* SUPPLIED DATA:

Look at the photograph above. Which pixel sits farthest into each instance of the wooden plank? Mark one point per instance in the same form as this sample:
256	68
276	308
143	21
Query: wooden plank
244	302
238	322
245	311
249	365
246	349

* WHAT THE EXERCISE ASKS:
Restate the records, all of them, precisely as written.

* TASK OUTPUT:
Look at the photograph above. Which pixel sits farthest into each instance of the wooden plank? Mark one point per instance in the same form as this sample:
256	68
276	308
143	21
Query: wooden plank
244	302
238	322
245	311
249	365
246	349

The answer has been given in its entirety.